[start of INPUT FOR THIS TASK]

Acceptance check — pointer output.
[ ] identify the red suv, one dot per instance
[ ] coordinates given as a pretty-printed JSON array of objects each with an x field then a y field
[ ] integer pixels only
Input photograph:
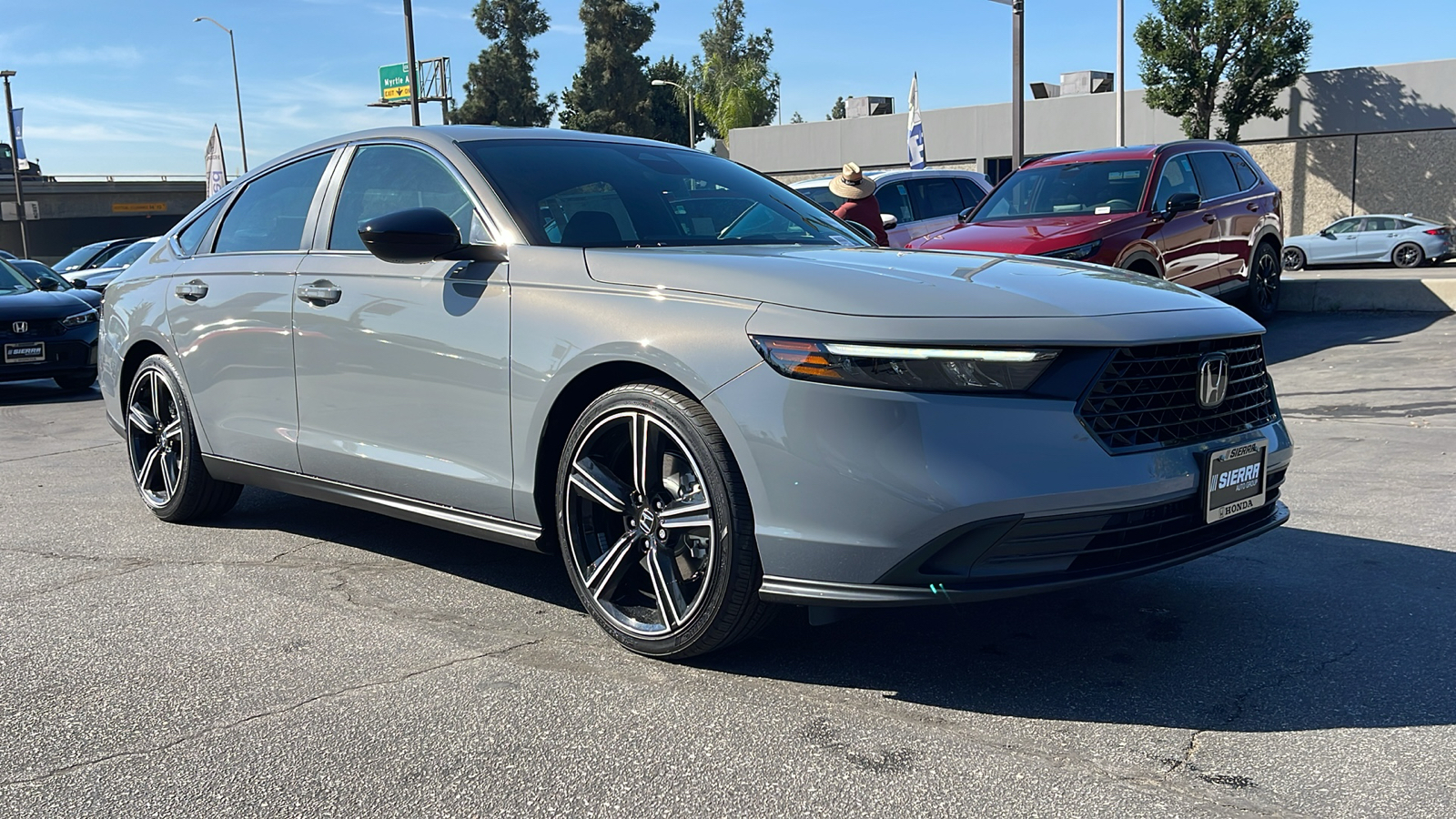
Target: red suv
[{"x": 1200, "y": 213}]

[end of INPUT FOR THIS TASK]

**TASK TO CARRY OUT:** Can you rewrite these rows with every "red suv" replaced by "white van" and everything else left unchanged? Leave the pictures out of your answer.

**RIGHT ANSWER:**
Acceptance check — pointer output.
[ ] identify the white van, one dot per instance
[ ] coordinates given as a pretty-printed JSON array of objects each with an x field then a y field
[ ] integer pixels only
Input photograph:
Target: white van
[{"x": 1200, "y": 213}]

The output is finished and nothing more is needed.